= To do =
Copy every entry precisely.

= Extracted data =
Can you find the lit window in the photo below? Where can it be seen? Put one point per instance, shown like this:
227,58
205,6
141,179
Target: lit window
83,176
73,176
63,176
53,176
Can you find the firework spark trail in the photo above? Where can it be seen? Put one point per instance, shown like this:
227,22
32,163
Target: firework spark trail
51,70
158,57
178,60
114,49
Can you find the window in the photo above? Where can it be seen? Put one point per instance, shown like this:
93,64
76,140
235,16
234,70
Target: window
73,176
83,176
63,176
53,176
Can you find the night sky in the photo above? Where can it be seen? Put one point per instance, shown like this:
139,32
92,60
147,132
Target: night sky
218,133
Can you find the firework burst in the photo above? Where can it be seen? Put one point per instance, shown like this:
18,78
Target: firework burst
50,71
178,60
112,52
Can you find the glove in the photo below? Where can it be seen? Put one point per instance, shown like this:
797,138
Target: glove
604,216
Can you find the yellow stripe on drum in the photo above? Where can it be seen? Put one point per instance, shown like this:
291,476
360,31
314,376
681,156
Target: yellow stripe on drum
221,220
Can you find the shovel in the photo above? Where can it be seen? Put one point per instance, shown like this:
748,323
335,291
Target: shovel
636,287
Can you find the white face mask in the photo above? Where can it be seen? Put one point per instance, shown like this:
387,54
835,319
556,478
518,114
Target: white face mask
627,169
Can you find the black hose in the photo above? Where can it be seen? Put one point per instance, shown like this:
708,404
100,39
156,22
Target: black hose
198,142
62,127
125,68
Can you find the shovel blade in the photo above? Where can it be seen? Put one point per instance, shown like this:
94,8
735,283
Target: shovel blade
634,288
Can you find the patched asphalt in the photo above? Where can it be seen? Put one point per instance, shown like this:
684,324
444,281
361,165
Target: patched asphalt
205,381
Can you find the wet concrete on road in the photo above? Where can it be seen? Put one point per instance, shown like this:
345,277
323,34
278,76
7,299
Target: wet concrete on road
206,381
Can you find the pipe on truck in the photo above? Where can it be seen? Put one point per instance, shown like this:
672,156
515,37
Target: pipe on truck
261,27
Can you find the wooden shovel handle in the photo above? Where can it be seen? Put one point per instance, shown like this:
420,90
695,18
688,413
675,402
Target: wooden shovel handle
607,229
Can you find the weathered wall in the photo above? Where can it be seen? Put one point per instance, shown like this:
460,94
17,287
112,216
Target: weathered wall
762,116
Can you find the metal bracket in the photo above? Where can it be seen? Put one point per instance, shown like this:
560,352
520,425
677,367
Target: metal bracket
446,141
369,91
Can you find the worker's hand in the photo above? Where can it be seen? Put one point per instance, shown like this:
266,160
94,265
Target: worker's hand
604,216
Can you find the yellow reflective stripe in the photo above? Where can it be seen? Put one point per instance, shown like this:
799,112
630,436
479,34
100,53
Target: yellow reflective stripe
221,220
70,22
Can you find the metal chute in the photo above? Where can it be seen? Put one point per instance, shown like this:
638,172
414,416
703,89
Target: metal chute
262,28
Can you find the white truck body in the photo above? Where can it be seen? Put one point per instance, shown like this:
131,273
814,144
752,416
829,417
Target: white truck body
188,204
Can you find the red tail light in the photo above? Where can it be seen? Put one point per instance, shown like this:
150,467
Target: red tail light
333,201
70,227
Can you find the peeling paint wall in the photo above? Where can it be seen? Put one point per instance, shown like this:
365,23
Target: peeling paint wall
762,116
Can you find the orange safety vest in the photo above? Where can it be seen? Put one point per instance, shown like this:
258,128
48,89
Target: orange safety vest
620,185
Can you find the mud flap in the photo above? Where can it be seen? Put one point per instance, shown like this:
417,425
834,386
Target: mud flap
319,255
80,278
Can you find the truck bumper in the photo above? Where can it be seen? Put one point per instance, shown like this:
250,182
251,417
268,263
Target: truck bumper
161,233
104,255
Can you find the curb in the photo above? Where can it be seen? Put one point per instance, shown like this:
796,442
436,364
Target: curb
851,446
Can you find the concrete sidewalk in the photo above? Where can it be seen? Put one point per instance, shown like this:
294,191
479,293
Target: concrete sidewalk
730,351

= Exercise response =
Can you find the lit window in the photo below? Where can it be seen? Put one point per instance, shown like this:
227,58
205,6
141,179
Target: lit window
83,176
73,176
63,176
53,176
Can you find the firework spark trail in the photo above? Where can it be seen? Put one point per instance, shown like this:
227,22
32,163
Target: firework spark trail
51,70
158,57
178,60
114,49
Can you find the window in the photo above? Where can it be seen? Put one point per instance, shown like this:
93,64
76,140
235,16
234,70
Target: window
73,176
83,176
63,176
53,176
Can you find the night sky in the photo above? Where can it be seen? Put one point per instance, shown like this:
139,32
92,60
147,132
Target: night sky
218,133
Can you find the firework burst in the photo above? Where can it be seen? Put one point per instance, shown like this:
18,78
Target: firework burst
50,71
178,60
112,52
Can you find the glove in the photo below? Where can it be seen? Put one point per instance, shown like this:
797,138
Target: glove
604,216
Can you find the yellow stripe on drum in the photo above? Where can it be seen? Put one point per instance, shown like this:
291,476
360,31
314,376
681,156
Target: yellow stripe on drum
221,220
Can you find the shovel in the photo above? Where can it be seen? Put one point per instance, shown like this:
748,323
335,291
Target: shovel
636,287
Can you find the white face mask in the photo above? Where can it be seen? Put one point per instance, shown like this:
387,54
835,319
556,478
518,114
Target: white face mask
627,169
Can you find the black hose in the photo above? Where can it be seen? Put one point per instance, shown like this:
708,404
100,39
156,22
Target: black hose
198,142
62,127
125,68
Can you find the shovel blade in the photo above? Where can it be seen? Put one point per instance, shown like this:
94,8
735,283
Target: shovel blade
634,288
Can you find the patched asphalt in the photo above? Where can it be seen? Put one point per instance, shown like this:
684,324
444,281
361,165
Target: patched asphalt
205,381
Can you find the wet concrete on road in the photo above? Where can it be seen? Put one point per instance, shown like this:
345,277
323,34
278,76
7,299
Target: wet concrete on road
206,381
Can you find the pipe on truck in the photo above? Where can it be seen? Put one point per instance, shown like this:
672,156
515,37
Target: pipe on truck
261,27
Can you find the wooden shovel handle in the photo above? Where can it be seen? Put one point per instance, shown like this:
420,90
695,18
688,413
675,402
Target: wooden shovel handle
607,229
Can you find the weathered wall in the photo above? Where can it be seen? Put one point per instance, shown like this:
460,94
17,287
112,216
Target: weathered wall
762,116
Can you find the metal bracket in the photo above? Where can it be seen? Put one point per instance, shown like this:
560,352
520,425
677,367
Target: metal bracket
446,141
369,91
Can you find the worker's hand in the photo above? Where can it be seen? Put one point per instance, shown like this:
266,160
94,265
Target: worker's hand
604,216
Can you find the yellow reflective stripe in the photo above? Where can it be seen? Put one point per instance, shown like this:
799,112
630,436
479,34
100,53
Target: yellow reflective stripe
221,220
70,22
Can you find the metal chute in the photo above? Where can it be seen? Put one point per instance, shown like this:
638,172
414,416
703,89
Target: metal chute
262,28
Can you find the white truck body in the photo above? Where can it be seen? Put one point per instance, shown like this:
131,273
814,144
752,416
829,417
Target: white truck body
188,204
Can you find the red tail light in the photo above? Where can it be seen? Put one point per instance, shown like this:
150,467
Target: red tail light
333,201
70,227
Can you find the peeling paint wall in the photo above? Where can it be seen? Put one point per instance, shown like this:
365,23
Target: peeling paint wall
762,116
Can you find the orange safety vest in the photo above? Where can it be seen? Put one point per instance, shown like this:
258,128
48,89
Target: orange safety vest
620,185
Can you find the mud flap in the photo above? Where can it be seen? Put one point per instance, shown like this:
417,425
834,386
Target: mud flap
319,255
80,278
Can you find the truck bumper in the photo above? Where can it be seen? Put one point per instance, shown like this:
250,182
251,417
268,263
Target: truck bumper
161,233
104,255
Can you find the curb in the photo above? Where can it be seen? Put one point per instance, shown like this:
796,442
436,364
Target: curb
851,446
Can you find the concrete sidewalk in the photo above? Where can it be seen? Put one point per instance, shown like this:
294,191
479,293
Target: concrete sidewalk
730,351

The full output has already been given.